Skip to content

JaneliaSciComp/ai-cryoet

Repository files navigation

CryoET + AI Data Portal

A Pydantic-validated metadata schema, a directory-walking catalog scanner, a FastAPI read API, and a TanStack Start + Material UI frontend for the CryoET + AI project. The portal answers one question across both the experimental and simulation arms of the project: which conditions have we covered, and which still need cryoET imaging, simulation, or both?

Status: draft / proposed. Schema fields and conventions are still evolving as researchers start authoring metadata against it.


Repository map

Path Contents
src/schema/ Authoritative Pydantic schema, JSON Schema generators, and the validate CLI.
src/catalog/ Directory-walking scanner that builds the catalog DB from sample.toml + acquisition.toml + MDOC/MRC headers. Includes the FastAPI read API under src/catalog/api/.
frontend/ React + TanStack Start + Material UI app that reads from the FastAPI server.
deploy/ Docker, Kubernetes/OpenShift manifests, nginx config, and the deployment guide (deploy/DEPLOYMENT.md).
templates/ Starter sample.toml, acquisition.toml, and directory skeletons, containing the TOML files in the expected locations, for new experimental (cryoET) and simulation (MD + synthetic cyroET) samples.

Given entries -
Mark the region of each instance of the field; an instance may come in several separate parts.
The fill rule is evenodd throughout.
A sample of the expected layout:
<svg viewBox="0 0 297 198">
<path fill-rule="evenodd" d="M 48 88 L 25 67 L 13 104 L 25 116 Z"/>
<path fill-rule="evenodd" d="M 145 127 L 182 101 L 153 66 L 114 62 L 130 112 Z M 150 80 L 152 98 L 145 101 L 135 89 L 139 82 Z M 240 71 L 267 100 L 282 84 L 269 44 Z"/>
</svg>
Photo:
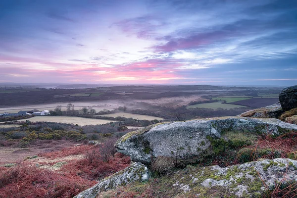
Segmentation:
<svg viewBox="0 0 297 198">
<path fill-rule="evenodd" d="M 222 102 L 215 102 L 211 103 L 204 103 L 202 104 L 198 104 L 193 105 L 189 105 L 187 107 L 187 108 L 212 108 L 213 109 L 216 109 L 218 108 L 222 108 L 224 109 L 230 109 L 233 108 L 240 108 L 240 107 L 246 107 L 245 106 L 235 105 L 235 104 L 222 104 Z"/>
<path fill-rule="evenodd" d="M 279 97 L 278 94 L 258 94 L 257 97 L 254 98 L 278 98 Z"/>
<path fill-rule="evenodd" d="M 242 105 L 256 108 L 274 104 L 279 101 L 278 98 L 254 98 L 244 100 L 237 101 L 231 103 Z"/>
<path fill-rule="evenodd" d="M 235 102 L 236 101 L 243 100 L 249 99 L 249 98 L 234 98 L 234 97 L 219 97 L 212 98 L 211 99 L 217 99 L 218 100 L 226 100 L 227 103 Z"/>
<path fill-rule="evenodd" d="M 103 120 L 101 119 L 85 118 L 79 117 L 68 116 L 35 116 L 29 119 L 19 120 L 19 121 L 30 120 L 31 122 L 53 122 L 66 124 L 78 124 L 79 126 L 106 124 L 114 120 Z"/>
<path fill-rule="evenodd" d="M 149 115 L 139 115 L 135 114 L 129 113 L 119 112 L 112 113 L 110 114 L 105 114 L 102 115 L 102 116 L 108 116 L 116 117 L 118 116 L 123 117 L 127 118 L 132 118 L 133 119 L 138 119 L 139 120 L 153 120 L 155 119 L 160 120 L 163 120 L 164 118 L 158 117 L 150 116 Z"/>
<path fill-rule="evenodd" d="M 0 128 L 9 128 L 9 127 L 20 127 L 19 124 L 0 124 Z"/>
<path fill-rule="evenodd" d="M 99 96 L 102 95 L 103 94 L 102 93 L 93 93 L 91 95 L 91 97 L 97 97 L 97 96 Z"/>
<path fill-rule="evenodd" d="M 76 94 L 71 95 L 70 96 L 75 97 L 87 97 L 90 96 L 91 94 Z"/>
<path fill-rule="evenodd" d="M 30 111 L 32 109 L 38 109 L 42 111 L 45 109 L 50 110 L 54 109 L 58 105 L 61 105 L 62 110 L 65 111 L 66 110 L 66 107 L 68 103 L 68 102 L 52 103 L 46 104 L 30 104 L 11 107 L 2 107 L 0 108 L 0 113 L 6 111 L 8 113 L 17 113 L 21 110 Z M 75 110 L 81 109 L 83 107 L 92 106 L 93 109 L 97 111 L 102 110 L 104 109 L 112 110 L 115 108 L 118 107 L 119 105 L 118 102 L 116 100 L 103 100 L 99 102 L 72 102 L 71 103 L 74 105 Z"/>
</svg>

Problem description - Continue the CryoET + AI Data Portal repository description from its final line. The entries come from a different source than the text.

Response for this exercise -
docs/data_organization.md The on-disk layout and TOML metadata authoring guide for researchers.
docs/architecture.md System architecture overview.
.claude/plans/ Implementation plans, including the catalog scanner plan.
pyproject.toml / pixi.lock PyPI dependencies ([project]), and pixi config ([tool.pixi.*]).

For the schema itself, see docs/schema.md (human reference) and src/schema/schema.py (Pydantic source of truth).


Development

Note: This setup guide assumes you are working on machine with access to the Janelia file system.

  1. Install pixi.
  2. From the repo root, run pixi install to materialize the Python environments.

The frontend's Node deps are installed automatically the first time you run pixi run frontend (and re-run only when package.json / package-lock.json change). You don't need a separate npm install step.

  1. Create the database. Pass the path to the data root via the CATALOG_DATA_ROOT env variable. This will scan the samples at that path and create a SQLite database called catalog.db in your repo root.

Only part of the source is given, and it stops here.